**QUOTED PASSAGE**

——

07-27-2003 - Keep Denfeld, East open but stir one-school debate
Posted on Sun, Jul. 27, 2003

Commentary by TOM BOMAN
Keep Denfeld, East open but stir one-school debate

Duluth once had four public high schools and a population of 120,000 people young enough that a majority of voters had a direct interest in the public schools. Now the city has about 80,000 residents, the majority of the population having no direct interest in the public schools.

Morgan Park High School was closed when the U.S. Steel plant closed down, leaving the far western community without a major employer. Now the Duluth School Board is considering whether it makes good sense to close one or more of the three remaining high schools in an attempt to live with new budget and political realities.

It will not be an easy decision. Duluth is a most unusual city. A sage once remarked that Duluth is 30 miles long, a mile wide and a mile high. As the city came to maturity in the early years of the past century the laboring class of people settled close to where the work was, namely, the waterfront and up the river to the west. The business and professional class tended to settle out along the shores of Lake Superior to the east.

Each end of town had its own unique political base and interests. Designing a school system for Duluth was fairly straightforward in the city's early days. Every little neighborhood got an elementary school. The first high school went in the center of town to keep the west end and east end people happy. As the city population grew, the western neighborhood political forces lobbied for a high school, and soon, Denfeld High School was a reality.

When U.S. Steel Corp. settled Morgan Park as the new steelmaking center, they got their high school, Morgan Park. Eventually the east end of town flexed its political muscles and got a high school, East. And everyone was happy.

In the early '60s, Duluth had a superintendent of schools by the name of L.V. "Bud" Rasmussen, an articulate and thoughtful leader. He often commented that running the Duluth schools was fascinating because it had four very different public high schools. There was a typical suburban high school, East; an inner-city high school, Central; a small-town high school, Morgan Park; and a classic, stable blue-collar high school, Denfeld. He never considered consolidating or coordinating the schools because they were so different from each other. Fortunately, he had the enrollment and finances to keep them all healthy and running.

Times change. The city demographics have shifted with a marked decline in the proportion of youngsters and an increasing proportion of older residents. There has been a move to build on top of the hill. The major retailing center is no longer the downtown but in the Miller Hill area.

There are three contending plans for the Duluth schools for the future. One would maintain the old order by keeping the three high schools, plus do some realigning of grade configuration and close some elementary schools. This plan would keep loyalists to the existing high schools happy but probably not solve budget problems nor provide a new, exciting vision of educational opportunities.

Another plan would pick two high schools to survive, probably one in the east and one in the west: East and Denfeld. This plan would avoid antagonizing the east vs. west advocates and avoid major building costs. It would be expected that the old grads from Central High School will be very upset at the prospect of losing their old alma mater, a group that successfully prevented the School Board from closing Central a number of years ago. The third plan would close all three existing high schools, making everyone unhappy but promising to build a new mega high school that would serves the entire school district.

——

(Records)
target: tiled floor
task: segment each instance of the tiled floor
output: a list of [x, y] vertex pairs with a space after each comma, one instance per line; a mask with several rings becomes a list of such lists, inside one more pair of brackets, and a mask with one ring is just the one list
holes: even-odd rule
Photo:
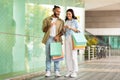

——

**WORK TO BE COMPLETED**
In the commentary about Duluth's high schools, who was superintendent of schools in the early '60s? Rely only on the commentary about Duluth's high schools, not on the listing.

**WRITTEN SOLUTION**
L.V. "Bud" Rasmussen